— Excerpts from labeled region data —
-----

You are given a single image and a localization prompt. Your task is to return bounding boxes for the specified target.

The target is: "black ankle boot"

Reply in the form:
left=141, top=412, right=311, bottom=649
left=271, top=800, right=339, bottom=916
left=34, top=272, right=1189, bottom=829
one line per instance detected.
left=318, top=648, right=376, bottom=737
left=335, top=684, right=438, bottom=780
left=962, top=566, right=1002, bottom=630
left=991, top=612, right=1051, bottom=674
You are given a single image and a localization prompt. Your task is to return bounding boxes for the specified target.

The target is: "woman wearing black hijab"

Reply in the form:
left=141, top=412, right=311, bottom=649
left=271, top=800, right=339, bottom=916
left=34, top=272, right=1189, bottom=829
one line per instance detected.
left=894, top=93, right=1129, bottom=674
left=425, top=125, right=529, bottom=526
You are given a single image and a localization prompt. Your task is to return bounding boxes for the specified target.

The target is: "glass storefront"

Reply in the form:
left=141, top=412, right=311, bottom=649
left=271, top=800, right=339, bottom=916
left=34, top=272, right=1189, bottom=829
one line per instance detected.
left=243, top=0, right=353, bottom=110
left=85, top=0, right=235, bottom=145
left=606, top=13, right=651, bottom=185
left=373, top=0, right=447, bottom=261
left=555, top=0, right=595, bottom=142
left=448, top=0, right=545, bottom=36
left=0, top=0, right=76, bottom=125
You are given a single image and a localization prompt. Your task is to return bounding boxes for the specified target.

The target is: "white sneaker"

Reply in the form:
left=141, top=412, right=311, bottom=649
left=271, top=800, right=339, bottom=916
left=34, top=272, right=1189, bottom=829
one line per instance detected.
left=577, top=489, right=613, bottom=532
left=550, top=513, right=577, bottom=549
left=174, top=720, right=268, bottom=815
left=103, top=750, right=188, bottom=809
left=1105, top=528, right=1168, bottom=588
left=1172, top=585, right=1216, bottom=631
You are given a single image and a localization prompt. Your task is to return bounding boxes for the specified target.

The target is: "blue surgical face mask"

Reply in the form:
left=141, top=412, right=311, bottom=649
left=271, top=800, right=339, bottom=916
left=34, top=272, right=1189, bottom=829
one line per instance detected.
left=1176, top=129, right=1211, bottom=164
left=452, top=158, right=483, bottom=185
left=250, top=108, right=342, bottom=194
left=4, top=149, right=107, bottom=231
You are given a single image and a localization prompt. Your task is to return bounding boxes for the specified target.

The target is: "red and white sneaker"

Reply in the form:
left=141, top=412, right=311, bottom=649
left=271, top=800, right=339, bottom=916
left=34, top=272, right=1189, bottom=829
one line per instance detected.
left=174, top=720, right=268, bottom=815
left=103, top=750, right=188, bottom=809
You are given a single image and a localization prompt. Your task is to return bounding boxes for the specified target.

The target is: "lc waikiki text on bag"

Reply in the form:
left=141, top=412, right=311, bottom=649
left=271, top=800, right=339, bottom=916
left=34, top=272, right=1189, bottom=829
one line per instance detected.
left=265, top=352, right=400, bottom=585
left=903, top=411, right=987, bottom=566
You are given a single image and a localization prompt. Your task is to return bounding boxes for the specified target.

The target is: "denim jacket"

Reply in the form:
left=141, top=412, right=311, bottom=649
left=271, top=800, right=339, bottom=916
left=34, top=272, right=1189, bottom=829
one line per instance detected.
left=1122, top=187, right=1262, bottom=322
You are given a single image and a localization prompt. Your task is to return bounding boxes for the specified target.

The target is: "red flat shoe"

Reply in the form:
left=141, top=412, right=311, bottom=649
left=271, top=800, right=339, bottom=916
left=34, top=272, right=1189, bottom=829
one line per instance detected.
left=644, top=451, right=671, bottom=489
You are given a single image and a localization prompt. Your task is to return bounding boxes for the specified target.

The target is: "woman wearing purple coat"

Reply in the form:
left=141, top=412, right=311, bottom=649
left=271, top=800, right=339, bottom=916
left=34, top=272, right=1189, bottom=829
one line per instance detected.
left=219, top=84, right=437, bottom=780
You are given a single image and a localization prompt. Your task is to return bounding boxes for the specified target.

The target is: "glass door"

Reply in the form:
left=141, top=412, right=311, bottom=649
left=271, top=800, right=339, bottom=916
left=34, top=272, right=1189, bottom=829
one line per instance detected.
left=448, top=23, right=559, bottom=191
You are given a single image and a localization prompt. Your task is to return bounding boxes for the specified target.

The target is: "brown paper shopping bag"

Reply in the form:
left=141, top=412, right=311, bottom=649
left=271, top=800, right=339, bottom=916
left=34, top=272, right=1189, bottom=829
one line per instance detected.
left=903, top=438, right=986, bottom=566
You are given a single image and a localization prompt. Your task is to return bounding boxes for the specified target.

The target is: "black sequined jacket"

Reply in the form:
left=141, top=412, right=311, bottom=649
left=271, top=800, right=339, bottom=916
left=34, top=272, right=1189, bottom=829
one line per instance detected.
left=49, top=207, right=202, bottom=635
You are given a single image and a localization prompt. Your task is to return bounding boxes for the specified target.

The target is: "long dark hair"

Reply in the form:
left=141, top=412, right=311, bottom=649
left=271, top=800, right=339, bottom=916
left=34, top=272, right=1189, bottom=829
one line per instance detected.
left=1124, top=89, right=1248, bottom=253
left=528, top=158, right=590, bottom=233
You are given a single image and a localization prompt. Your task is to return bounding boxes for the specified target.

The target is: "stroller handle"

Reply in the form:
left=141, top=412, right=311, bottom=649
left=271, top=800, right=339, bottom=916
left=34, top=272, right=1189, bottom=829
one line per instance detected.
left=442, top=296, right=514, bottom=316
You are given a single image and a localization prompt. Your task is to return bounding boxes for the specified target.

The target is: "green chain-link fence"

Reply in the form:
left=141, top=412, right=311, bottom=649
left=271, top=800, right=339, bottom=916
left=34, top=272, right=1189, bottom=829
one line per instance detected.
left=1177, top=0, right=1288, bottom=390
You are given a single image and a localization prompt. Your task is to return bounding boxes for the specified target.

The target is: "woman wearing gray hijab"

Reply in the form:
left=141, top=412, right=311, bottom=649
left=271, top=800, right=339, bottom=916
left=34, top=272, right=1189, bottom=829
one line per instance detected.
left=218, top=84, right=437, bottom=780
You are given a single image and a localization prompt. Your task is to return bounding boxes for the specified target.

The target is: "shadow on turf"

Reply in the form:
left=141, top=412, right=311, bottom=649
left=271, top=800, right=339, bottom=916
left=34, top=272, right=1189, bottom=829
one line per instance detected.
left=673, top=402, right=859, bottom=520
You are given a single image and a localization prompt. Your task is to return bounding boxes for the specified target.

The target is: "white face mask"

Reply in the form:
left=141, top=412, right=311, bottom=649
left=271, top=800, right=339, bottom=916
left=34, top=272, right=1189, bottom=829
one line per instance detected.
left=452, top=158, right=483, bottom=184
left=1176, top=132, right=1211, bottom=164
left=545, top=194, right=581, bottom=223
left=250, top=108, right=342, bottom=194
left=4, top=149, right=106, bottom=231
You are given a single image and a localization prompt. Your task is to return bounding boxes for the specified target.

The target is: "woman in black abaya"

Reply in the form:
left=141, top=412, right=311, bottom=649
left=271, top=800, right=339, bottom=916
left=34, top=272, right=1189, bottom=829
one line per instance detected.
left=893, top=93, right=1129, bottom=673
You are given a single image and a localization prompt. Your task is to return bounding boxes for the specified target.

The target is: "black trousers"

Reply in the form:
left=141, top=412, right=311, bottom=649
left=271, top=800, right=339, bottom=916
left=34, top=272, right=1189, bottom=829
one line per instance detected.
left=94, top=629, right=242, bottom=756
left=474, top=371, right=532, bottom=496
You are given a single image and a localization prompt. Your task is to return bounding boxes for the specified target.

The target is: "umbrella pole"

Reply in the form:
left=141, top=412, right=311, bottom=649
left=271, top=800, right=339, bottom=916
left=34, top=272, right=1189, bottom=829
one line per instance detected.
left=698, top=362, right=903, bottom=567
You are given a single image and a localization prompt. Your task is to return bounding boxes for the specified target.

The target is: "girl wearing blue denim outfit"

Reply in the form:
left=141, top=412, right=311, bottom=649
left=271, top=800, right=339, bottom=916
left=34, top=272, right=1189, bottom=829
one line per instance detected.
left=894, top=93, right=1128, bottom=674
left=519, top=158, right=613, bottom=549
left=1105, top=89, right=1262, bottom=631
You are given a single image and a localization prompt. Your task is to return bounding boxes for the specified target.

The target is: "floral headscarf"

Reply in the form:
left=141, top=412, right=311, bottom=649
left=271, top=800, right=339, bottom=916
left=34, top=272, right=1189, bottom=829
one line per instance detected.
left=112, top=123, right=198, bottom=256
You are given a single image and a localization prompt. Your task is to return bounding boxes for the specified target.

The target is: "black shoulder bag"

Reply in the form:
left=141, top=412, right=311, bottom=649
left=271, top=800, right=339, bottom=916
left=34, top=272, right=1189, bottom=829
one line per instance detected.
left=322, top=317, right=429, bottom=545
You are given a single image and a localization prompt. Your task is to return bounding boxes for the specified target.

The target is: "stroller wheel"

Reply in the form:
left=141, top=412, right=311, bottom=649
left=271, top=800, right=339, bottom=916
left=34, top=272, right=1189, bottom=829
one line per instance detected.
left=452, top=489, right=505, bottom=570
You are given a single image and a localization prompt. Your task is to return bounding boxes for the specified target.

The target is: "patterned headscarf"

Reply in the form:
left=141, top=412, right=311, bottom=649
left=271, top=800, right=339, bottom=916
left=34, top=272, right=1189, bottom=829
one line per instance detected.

-----

Please return each line in the items above that contains the word "hijab", counting only matches with the same letter case.

— OUTPUT OF THE EXERCISE —
The target is: "woman wearing black hijab"
The target is: "woman wearing gray hijab"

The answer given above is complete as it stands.